Supplied data
-- Begin --

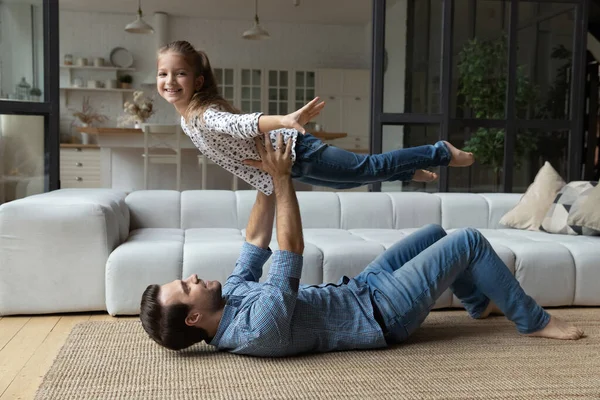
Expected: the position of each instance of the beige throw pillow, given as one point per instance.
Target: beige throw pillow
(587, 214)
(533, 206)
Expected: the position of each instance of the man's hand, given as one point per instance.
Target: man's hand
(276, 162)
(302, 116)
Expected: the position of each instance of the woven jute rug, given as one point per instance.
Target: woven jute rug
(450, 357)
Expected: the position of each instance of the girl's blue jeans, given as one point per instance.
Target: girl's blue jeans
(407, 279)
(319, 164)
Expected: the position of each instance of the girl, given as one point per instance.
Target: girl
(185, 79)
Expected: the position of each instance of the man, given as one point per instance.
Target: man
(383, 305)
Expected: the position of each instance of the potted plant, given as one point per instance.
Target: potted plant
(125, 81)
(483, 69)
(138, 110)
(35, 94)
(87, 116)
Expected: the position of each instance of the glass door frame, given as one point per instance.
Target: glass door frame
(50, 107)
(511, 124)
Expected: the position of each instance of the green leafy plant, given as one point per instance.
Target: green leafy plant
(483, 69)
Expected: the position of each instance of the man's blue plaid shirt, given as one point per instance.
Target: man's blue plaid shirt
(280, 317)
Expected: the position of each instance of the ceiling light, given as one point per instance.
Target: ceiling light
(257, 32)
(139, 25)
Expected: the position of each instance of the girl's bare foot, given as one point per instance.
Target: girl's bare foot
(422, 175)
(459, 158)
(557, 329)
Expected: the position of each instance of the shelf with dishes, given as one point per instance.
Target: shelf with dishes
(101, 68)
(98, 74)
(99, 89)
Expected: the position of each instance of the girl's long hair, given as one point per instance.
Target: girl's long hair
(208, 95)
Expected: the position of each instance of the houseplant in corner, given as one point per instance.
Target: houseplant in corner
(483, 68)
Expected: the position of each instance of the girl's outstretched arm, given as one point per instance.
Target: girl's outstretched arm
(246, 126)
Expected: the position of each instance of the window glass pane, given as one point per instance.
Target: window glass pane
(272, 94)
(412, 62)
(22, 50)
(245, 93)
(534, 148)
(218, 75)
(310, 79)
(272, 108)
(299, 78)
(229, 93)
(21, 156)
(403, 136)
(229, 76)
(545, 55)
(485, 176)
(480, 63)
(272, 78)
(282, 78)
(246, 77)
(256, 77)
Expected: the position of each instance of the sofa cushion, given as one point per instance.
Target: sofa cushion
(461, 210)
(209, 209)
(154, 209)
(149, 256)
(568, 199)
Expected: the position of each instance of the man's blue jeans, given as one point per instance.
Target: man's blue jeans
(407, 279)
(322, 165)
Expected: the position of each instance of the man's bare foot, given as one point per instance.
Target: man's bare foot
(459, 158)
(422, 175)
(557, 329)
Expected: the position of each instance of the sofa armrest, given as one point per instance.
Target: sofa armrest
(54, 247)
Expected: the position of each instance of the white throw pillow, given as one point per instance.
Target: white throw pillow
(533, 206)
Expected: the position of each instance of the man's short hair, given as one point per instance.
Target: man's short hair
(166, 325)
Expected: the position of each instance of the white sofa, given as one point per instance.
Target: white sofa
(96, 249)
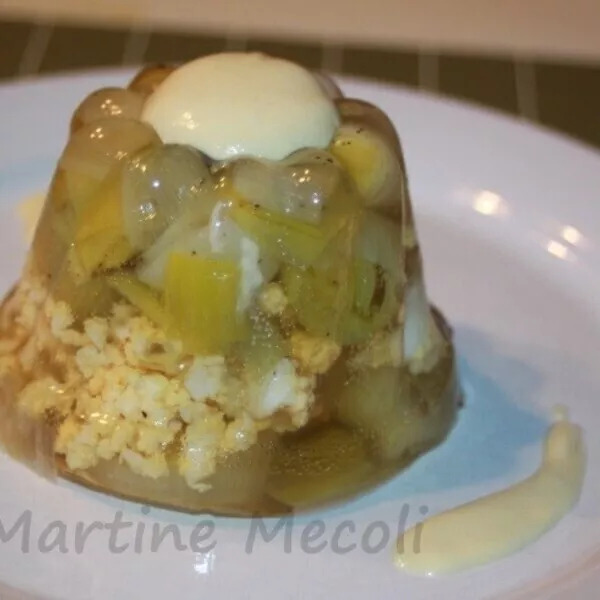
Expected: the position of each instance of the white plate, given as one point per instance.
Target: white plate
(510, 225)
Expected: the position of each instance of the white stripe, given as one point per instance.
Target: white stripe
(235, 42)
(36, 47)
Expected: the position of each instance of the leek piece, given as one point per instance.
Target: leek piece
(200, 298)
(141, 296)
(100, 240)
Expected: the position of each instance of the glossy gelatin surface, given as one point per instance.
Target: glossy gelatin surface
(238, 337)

-- End --
-- Begin --

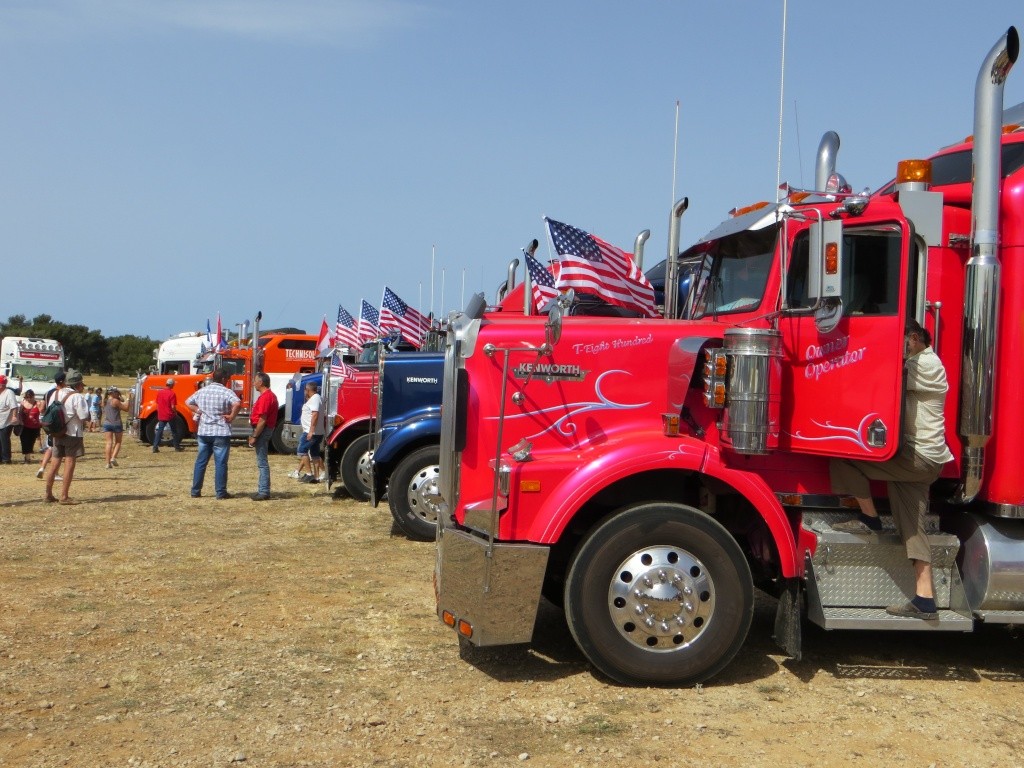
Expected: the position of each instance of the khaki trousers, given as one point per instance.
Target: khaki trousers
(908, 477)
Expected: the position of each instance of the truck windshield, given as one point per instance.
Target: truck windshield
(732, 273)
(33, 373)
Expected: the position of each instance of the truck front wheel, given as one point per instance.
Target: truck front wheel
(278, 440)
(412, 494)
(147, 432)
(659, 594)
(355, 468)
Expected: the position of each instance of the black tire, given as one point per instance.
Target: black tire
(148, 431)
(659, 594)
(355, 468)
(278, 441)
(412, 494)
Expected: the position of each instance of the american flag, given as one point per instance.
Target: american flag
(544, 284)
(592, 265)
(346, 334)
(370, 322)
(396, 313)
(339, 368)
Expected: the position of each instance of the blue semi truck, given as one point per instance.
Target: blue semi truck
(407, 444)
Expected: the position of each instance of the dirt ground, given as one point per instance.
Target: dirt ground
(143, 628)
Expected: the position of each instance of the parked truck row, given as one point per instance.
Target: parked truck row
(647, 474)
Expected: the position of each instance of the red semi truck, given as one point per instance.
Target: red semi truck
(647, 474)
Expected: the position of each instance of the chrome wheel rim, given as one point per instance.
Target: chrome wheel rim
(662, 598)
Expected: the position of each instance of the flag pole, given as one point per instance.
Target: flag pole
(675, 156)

-- End --

Problem details
Return every line from the rows above that contains the string "flag". Treat uppercase and lowercase letters as different.

Solution for this task
Expected: the position of each instance of the american flag, given as one point per instance.
Target: american flag
Expected: the position of each instance of the flag pole, given as one point per instance.
Target: flag pole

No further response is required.